WHAT YOU WILL DO
Print only the lines from the top of the data through the line with "Every instance of the green grass", both included, skipping every picture.

(Beginning of EXCERPTED DATA)

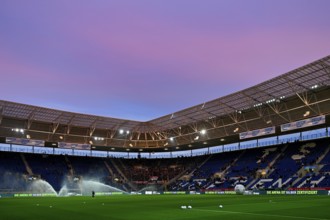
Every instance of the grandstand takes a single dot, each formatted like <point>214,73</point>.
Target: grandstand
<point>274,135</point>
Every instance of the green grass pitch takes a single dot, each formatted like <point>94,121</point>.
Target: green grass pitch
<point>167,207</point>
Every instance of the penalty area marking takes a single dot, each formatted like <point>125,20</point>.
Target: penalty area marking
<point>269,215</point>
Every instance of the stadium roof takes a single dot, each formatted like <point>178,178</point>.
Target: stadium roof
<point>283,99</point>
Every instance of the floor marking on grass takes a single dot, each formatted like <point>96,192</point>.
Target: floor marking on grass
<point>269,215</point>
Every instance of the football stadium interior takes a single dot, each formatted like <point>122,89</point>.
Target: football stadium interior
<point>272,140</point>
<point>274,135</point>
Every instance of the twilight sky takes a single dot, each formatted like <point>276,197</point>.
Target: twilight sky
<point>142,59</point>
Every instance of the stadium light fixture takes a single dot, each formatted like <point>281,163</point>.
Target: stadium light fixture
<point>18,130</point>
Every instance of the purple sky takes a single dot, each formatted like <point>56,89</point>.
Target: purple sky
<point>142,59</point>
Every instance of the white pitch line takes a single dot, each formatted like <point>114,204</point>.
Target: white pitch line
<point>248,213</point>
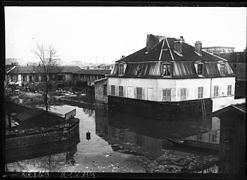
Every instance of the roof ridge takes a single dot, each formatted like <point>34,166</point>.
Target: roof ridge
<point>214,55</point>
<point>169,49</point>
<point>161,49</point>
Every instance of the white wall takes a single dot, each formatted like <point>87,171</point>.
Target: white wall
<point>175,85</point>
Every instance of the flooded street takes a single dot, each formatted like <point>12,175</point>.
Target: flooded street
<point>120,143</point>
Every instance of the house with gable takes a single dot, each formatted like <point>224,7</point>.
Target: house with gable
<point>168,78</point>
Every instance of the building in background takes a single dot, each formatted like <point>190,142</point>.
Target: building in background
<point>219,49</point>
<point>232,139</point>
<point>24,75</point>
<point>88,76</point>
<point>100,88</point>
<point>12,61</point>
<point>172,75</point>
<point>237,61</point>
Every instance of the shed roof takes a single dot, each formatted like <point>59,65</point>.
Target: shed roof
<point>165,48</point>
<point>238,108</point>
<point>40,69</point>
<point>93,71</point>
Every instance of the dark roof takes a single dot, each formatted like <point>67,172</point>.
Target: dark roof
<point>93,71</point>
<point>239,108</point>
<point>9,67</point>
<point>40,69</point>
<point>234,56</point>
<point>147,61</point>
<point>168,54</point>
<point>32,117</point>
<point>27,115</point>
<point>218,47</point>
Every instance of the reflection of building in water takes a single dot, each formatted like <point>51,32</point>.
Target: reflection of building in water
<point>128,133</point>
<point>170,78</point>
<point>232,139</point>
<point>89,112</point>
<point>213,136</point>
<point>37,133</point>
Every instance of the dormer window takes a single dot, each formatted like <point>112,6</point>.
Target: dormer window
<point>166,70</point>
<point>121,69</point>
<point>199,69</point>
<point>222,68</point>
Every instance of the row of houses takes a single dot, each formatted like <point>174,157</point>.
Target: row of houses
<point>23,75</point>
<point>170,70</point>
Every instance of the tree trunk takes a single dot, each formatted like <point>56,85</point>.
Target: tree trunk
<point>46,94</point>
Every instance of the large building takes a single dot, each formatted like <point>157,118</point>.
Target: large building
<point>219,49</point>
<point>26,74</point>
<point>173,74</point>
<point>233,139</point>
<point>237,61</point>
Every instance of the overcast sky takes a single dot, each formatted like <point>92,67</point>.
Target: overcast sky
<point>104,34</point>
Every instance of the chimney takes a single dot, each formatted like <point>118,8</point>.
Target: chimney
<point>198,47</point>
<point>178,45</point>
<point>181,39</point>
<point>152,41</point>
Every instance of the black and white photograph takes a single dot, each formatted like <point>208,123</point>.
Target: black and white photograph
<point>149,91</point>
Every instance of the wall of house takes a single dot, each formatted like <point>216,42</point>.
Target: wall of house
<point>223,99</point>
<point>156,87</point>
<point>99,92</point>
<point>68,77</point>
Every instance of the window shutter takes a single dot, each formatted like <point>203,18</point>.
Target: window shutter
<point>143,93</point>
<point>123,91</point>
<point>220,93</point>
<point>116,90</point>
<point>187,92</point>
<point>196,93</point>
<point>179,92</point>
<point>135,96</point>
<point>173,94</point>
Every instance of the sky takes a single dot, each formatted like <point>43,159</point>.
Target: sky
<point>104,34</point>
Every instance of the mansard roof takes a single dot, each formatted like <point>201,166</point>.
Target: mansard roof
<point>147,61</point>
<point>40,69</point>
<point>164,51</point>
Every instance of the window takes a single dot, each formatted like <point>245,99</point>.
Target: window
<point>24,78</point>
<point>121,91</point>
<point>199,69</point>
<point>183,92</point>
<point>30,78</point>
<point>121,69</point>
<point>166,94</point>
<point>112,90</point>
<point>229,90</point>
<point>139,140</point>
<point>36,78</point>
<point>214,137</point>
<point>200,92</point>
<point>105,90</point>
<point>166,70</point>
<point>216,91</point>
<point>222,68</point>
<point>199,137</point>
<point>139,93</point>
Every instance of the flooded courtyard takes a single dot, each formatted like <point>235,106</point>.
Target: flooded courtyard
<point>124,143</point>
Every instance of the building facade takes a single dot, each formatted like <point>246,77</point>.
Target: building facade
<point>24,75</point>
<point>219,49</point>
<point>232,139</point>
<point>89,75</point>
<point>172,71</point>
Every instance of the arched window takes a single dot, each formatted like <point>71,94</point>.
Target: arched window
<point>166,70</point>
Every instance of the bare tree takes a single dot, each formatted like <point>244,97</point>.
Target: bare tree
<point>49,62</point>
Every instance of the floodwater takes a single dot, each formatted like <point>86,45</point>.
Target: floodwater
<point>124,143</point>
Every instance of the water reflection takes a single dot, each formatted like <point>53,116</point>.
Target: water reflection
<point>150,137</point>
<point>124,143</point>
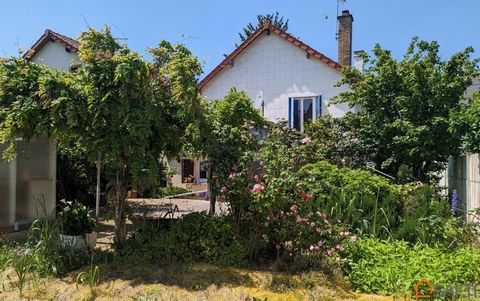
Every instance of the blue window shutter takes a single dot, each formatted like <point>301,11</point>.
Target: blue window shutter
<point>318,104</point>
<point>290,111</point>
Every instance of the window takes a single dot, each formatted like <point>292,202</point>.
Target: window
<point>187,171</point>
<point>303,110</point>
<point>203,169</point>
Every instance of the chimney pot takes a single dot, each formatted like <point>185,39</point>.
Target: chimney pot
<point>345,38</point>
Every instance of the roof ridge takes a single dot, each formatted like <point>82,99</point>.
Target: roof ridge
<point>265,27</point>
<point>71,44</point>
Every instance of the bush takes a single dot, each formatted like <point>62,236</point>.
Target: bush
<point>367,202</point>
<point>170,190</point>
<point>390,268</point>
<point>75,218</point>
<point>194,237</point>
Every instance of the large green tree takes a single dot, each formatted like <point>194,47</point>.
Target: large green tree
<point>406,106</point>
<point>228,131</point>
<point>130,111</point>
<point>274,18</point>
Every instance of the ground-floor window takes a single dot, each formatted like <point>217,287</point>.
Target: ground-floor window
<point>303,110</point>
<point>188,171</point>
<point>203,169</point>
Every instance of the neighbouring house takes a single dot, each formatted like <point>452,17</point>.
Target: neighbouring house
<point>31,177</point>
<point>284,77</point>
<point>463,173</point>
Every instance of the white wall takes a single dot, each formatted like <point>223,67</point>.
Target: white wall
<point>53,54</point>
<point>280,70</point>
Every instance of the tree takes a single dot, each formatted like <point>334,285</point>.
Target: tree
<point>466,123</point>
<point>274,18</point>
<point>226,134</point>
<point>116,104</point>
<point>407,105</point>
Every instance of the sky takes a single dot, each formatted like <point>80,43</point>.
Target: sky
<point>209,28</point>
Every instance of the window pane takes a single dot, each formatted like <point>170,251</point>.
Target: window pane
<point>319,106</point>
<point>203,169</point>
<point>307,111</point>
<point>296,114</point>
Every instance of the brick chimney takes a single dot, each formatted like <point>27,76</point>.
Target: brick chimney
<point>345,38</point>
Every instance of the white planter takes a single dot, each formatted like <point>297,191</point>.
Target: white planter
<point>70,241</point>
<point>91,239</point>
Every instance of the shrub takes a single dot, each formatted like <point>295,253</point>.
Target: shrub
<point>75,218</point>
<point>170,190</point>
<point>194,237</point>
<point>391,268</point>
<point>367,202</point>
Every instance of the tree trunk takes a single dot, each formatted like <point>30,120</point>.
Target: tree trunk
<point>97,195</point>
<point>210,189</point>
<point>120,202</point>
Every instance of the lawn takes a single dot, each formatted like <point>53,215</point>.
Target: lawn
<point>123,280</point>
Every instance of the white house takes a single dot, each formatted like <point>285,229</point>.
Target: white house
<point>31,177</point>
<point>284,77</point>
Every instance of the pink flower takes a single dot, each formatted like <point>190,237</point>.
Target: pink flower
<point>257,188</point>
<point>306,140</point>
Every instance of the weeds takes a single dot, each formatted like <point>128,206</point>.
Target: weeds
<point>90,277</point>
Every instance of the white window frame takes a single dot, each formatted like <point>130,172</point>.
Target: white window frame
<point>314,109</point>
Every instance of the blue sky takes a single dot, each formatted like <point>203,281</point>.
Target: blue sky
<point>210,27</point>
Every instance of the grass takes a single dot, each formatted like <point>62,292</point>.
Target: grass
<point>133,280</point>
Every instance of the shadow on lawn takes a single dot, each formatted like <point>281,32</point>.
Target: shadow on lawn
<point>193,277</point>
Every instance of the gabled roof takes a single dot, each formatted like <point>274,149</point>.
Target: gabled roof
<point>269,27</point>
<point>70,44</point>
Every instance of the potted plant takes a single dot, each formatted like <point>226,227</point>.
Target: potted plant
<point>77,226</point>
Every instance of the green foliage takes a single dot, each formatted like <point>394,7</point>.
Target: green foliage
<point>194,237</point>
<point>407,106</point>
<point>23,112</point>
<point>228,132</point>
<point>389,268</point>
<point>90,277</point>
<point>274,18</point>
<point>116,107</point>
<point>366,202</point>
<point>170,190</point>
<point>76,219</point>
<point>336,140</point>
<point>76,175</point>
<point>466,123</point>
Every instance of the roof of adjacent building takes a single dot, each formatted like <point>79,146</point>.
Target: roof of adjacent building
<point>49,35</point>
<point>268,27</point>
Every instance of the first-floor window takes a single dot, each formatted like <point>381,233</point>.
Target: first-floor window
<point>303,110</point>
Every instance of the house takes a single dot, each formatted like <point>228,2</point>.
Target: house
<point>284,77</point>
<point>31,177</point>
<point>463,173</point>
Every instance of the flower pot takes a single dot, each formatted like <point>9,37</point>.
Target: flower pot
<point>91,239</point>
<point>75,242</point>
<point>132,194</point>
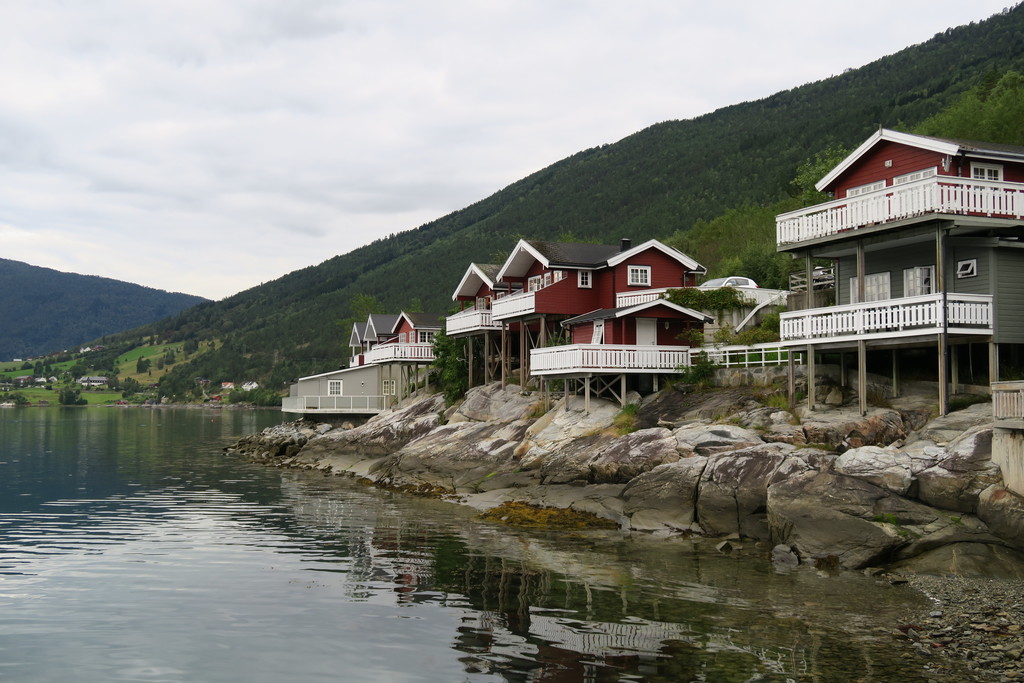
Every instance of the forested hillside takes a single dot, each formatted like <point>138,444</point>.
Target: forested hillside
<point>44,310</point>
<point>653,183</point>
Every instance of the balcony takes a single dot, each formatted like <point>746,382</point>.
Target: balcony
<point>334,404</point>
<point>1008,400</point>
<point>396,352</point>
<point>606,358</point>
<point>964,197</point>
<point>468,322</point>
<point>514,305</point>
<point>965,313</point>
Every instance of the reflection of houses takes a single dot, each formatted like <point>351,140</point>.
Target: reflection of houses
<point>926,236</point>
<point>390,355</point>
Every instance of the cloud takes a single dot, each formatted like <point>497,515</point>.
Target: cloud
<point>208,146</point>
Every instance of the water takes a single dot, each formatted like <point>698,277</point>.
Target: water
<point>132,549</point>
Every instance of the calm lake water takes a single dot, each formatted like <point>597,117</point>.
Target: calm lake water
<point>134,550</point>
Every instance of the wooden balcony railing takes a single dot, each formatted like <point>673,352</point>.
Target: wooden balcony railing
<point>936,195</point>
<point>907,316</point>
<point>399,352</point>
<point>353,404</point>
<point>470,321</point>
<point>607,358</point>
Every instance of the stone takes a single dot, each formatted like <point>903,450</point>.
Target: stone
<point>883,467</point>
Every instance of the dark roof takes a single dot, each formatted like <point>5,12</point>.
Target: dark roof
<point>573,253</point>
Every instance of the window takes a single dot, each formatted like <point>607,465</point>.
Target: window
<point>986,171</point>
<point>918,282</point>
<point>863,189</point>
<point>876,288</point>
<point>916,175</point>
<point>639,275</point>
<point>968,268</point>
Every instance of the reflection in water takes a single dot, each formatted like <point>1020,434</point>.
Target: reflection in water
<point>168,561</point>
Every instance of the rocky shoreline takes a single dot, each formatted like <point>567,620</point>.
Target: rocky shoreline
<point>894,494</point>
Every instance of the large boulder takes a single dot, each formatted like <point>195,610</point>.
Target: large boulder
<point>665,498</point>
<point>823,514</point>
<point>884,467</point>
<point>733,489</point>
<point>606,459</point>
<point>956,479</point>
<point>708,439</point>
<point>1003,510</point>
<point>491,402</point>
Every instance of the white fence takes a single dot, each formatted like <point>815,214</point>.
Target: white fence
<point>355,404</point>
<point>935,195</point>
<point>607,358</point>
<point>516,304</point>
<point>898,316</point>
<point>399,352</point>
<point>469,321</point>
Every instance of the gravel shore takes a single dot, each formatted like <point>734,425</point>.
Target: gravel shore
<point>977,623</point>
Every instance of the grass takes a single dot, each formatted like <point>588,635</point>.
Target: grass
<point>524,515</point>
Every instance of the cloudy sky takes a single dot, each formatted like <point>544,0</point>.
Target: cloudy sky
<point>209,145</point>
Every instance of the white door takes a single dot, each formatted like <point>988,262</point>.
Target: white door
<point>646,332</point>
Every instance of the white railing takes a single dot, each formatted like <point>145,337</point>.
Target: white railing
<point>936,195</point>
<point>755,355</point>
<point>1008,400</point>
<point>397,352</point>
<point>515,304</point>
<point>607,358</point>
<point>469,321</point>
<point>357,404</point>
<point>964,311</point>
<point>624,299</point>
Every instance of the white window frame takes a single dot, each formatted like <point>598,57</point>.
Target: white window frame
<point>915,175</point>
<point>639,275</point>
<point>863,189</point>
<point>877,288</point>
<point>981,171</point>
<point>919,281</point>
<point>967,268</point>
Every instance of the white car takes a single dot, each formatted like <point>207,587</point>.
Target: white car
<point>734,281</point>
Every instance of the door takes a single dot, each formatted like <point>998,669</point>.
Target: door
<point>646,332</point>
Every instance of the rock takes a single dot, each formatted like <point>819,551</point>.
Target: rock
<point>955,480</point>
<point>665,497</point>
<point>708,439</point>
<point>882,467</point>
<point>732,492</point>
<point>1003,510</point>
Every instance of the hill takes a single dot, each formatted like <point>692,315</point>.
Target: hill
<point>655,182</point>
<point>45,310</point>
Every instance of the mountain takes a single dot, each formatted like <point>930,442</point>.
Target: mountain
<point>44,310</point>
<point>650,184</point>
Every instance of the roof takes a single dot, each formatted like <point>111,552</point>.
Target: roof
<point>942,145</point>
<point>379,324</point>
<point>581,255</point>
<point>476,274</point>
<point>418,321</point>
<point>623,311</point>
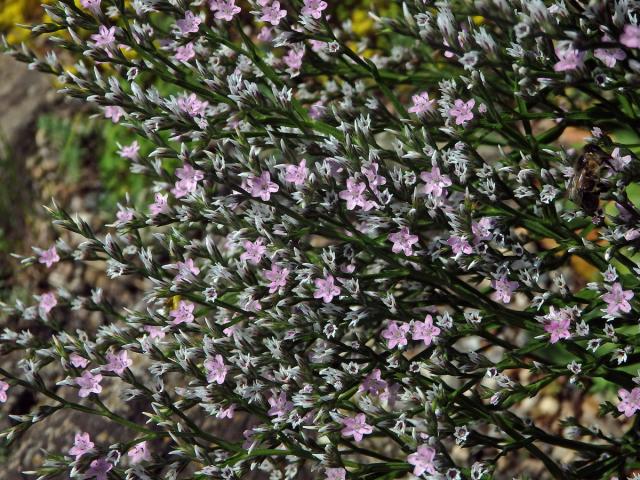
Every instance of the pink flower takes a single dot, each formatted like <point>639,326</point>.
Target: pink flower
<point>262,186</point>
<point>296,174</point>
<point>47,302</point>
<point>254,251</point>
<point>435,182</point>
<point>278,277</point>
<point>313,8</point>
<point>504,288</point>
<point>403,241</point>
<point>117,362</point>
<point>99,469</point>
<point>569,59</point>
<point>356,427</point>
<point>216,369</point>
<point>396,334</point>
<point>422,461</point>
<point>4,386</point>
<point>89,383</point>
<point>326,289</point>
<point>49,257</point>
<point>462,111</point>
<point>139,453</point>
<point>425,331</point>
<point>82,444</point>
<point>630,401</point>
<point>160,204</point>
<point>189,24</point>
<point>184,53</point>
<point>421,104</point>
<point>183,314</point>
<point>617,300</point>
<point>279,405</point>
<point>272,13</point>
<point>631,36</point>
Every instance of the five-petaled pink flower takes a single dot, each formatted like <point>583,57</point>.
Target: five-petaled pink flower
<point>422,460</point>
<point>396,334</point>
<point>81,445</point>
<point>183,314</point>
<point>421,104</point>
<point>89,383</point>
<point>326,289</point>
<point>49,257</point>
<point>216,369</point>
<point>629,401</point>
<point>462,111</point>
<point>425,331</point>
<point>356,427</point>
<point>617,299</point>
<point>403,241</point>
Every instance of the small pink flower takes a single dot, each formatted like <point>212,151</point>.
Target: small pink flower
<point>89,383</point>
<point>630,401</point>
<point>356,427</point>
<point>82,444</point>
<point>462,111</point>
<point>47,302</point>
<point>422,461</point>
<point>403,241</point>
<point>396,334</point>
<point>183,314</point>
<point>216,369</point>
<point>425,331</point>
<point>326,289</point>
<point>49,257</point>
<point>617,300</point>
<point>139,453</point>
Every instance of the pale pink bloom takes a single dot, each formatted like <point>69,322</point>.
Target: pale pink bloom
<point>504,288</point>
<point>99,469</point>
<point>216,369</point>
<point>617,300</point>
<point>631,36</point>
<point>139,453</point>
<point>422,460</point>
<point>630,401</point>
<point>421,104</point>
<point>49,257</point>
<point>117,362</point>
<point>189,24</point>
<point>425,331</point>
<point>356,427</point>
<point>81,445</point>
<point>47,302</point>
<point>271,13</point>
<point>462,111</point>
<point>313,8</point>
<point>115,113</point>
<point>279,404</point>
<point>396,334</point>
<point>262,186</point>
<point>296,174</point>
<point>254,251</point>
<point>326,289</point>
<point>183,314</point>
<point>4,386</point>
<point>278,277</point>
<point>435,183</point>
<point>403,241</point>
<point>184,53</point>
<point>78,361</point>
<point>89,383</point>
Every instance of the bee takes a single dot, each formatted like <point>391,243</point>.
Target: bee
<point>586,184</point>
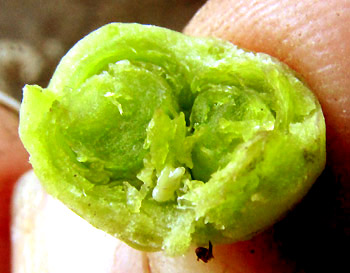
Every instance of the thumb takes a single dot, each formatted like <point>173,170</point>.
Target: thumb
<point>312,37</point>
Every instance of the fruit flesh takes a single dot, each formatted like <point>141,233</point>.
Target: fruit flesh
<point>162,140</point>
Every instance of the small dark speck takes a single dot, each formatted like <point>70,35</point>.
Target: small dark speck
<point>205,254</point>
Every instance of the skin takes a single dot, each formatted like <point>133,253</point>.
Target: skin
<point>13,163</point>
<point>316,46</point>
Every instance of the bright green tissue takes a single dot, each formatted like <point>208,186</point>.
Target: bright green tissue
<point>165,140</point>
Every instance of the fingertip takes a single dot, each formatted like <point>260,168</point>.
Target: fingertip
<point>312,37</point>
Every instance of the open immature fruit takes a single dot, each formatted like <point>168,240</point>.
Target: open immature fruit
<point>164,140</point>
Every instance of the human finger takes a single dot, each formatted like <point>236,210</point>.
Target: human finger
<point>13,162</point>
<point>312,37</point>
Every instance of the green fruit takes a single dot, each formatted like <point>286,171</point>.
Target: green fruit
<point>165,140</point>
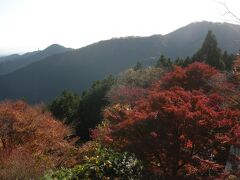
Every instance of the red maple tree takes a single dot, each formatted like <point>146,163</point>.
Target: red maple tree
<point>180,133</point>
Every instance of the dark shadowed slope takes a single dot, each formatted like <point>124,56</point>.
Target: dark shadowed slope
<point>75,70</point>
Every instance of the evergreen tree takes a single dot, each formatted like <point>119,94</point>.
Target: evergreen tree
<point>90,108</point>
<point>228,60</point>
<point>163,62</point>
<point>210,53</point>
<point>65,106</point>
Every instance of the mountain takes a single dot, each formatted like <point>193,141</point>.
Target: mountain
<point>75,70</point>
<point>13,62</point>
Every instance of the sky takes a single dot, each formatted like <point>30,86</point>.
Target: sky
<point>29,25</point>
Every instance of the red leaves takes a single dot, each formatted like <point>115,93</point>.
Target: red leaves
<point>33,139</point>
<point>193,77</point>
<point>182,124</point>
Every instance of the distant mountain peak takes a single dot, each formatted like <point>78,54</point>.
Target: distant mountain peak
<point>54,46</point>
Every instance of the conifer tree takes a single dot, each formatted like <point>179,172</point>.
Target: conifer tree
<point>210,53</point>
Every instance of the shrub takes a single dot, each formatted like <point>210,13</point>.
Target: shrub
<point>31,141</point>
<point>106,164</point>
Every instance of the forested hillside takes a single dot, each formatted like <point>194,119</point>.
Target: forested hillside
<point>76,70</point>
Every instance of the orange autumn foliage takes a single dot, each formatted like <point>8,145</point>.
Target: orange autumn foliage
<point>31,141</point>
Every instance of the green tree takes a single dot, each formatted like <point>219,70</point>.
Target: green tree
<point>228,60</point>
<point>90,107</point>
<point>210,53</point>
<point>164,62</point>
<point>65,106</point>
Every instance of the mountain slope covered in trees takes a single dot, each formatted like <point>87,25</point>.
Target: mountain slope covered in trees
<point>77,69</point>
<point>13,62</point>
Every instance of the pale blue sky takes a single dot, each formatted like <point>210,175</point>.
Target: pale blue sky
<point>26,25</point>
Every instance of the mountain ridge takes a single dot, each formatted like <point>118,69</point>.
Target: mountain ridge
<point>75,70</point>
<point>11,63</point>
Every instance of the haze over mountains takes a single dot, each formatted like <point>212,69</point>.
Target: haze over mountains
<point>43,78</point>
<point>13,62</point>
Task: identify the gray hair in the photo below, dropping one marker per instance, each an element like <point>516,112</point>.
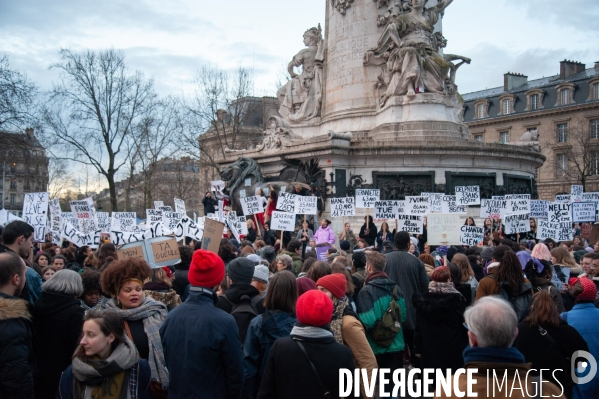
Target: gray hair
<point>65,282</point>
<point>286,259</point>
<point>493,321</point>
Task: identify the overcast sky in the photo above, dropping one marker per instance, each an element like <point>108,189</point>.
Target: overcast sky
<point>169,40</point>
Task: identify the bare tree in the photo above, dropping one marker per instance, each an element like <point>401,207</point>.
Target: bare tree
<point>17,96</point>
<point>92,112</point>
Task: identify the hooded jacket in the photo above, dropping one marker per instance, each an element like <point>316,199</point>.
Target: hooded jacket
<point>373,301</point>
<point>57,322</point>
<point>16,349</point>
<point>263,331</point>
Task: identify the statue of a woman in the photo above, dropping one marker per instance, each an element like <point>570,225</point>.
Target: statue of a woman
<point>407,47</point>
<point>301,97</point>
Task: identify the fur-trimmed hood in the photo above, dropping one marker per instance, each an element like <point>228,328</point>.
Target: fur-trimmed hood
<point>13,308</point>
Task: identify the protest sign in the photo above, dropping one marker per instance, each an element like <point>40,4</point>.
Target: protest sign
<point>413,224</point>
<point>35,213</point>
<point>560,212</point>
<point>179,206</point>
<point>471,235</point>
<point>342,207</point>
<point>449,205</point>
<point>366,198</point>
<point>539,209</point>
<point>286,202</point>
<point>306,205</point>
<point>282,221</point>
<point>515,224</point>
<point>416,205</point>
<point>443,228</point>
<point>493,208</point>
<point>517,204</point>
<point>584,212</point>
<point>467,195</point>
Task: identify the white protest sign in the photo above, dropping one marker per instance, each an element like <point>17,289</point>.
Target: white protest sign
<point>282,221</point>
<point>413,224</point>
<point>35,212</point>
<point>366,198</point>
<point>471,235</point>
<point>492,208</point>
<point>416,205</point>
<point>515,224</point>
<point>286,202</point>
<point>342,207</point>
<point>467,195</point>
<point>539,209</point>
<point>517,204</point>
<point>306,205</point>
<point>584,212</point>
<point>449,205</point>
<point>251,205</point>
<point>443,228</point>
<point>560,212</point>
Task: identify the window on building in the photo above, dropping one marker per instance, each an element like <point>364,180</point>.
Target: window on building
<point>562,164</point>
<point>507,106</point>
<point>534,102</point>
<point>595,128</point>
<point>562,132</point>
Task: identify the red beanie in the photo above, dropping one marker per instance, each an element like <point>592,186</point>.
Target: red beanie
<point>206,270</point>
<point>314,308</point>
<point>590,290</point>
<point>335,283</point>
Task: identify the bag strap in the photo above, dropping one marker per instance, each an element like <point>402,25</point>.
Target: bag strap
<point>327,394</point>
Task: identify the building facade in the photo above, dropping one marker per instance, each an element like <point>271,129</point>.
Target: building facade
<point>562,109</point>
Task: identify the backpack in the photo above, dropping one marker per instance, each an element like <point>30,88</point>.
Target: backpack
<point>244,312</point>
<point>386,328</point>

(End of EXCERPTED DATA)

ANSWER SPACE
Every instance of the grandstand takes a single dot, each formatted like <point>214,73</point>.
Target: grandstand
<point>274,135</point>
Every instance of the green grass pitch takes a single dot, each formatted like <point>94,121</point>.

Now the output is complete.